The task – Text in the records must be reproduced exactly, and pictures must be skipped.

Dataset entries –
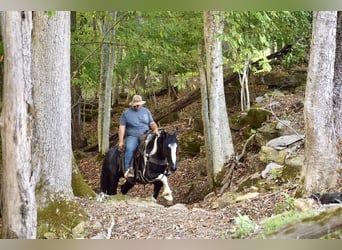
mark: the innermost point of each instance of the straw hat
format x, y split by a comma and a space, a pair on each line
136, 100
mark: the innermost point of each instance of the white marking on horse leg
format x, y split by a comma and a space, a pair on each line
167, 193
173, 148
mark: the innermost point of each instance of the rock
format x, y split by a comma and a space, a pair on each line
269, 167
50, 236
266, 133
302, 205
284, 127
256, 116
295, 161
249, 181
179, 206
225, 200
269, 154
78, 230
260, 99
246, 196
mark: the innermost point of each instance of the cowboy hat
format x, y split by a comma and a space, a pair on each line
136, 100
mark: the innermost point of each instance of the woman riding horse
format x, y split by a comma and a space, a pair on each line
152, 160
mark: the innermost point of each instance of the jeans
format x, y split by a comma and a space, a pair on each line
132, 143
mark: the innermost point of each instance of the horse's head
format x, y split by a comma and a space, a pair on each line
170, 145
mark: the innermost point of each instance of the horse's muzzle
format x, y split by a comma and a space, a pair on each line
173, 167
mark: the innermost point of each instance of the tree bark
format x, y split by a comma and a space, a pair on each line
221, 144
52, 104
337, 92
106, 79
19, 175
321, 161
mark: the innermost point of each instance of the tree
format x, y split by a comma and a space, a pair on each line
19, 175
219, 145
52, 149
321, 160
106, 79
337, 92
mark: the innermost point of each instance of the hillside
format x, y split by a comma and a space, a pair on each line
196, 211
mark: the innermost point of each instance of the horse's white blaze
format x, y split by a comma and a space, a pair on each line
173, 147
167, 193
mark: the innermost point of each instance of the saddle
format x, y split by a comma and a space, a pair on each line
139, 159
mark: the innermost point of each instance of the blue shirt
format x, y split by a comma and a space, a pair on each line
137, 122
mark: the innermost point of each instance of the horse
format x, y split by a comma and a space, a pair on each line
152, 160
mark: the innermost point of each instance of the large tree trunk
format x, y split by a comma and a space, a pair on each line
219, 135
52, 104
106, 79
19, 176
321, 161
337, 93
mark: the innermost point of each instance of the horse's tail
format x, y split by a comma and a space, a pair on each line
110, 173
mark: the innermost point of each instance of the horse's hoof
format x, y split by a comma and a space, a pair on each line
100, 197
168, 197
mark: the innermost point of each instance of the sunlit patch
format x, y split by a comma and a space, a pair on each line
173, 147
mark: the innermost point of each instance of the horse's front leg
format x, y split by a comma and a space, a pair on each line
167, 193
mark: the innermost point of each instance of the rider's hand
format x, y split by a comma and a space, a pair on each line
121, 146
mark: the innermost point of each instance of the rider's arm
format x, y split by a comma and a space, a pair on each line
122, 130
154, 127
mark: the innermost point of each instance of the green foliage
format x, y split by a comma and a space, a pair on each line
244, 226
167, 42
286, 205
276, 222
58, 218
252, 34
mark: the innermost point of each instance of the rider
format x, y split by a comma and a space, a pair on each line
134, 122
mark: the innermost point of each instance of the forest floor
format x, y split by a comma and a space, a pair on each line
192, 214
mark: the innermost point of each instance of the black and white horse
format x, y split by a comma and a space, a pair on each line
153, 159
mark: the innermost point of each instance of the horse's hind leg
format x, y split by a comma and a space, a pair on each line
167, 193
156, 189
126, 187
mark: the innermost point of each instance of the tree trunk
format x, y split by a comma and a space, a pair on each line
337, 93
19, 175
219, 138
52, 104
105, 87
321, 161
76, 100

Result for this task –
mark: the innermost point of each instance of the straw hat
format x, y split by a comma and a space, a pair on each line
136, 100
mark: the innermost point of each instance of the white marking on horse leg
format x, y split by a comma and a space, a pair on each line
167, 193
173, 148
mark: the innermost point of each instance of the rock
format x, y split by a comma and a space, a pair on each line
269, 167
50, 236
266, 133
302, 205
284, 127
256, 116
295, 161
249, 181
179, 206
225, 200
269, 154
78, 230
260, 99
246, 196
mark: the innermost point of each instance of the cowboy hat
format x, y split by a comma and a space, a pair on each line
136, 100
mark: the innermost point of each instance of the woman riding horse
format x, y split by a comma and a space, a pair on each line
152, 160
mark: the innermost point of each instance of the jeans
format x, y split by a comma and a space, a pair on each line
132, 143
mark: the innermost point of each instance of the horse's head
format x, y split by a comma and a space, a pair on each line
170, 145
mark: the innermost point of each instance of the horse's muzzle
format x, y split by a comma and a space, a pair on each line
173, 167
mark: the innermost point of each instance of the tree bark
format x, y split by a comma and a space, a pair on each line
221, 144
52, 104
337, 92
106, 79
19, 175
321, 161
mark: the innermost point of each instance of the tree
format x, y split by a comma and a space, a pair on each line
19, 175
219, 145
52, 149
321, 160
106, 79
337, 92
mark: the innermost point of each instance of the hillside
format x, y split by a comma and a space, a pair on each line
196, 211
mark: the innermost point of each instance of the horse's white blaze
format x, y split by a comma and a space, a pair on each line
173, 147
167, 193
mark: the innermost point of each instance of the saddle
format x, y split by a comma and a space, a pair on each line
139, 159
mark: the innermost point of each instance of the blue shirt
format x, y split by a comma and a space, a pair on each line
137, 122
mark: the innermost point of each instance of the horse
format x, y split by a comma and a space, a pair on each line
152, 160
mark: the innermost point of each instance of the large tree trunk
format x, y split by a comma and a space, a pair on each line
219, 135
52, 104
106, 79
19, 176
321, 161
337, 93
mark: the innermost point of each instance of the horse's tail
format x, y split by a comma and a space, a pair on each line
110, 173
mark: the innermost point of each instance of the horse's hoof
format x, y split by a comma and a space, a pair on each line
100, 197
168, 197
mark: the innermost point of each instance of the sunlit patch
format x, y split by a comma and a space, a pair on each line
173, 147
mark: the innermost point of each instance of the horse's front leg
format x, y split by a comma and a space, a pair on each line
167, 193
mark: the innermost point of each instance of the rider's hand
format x, y split by a comma and a space, a pair on each line
121, 146
mark: the innermost point of each instance of the rider's arm
format x, y split by a comma and a space, a pair on each line
122, 130
154, 127
mark: the innermost point of each instance of the green foliage
format x, y split by a comma and a space, a pair on each line
244, 226
167, 42
286, 205
276, 222
58, 218
252, 34
mark: the innermost point of each instance of the rider
format x, y split by a comma and a space, a pair on each line
134, 122
mark: the innermost point of each instance of the forest floor
format x, y split by a comma and a space, a pair on each line
192, 214
mark: the innermost point of each instance of the black and white horse
format x, y split by a comma and a space, a pair on each line
153, 159
mark: the innermost point of each instance of the horse's hind leg
format x, y split by a comma and a space, a pair on each line
167, 193
156, 189
126, 187
mark: the innermost point of each instance of the tree trunk
format x, y split by a comma and a space, a pair on each line
337, 93
19, 175
219, 138
52, 104
105, 87
321, 161
76, 100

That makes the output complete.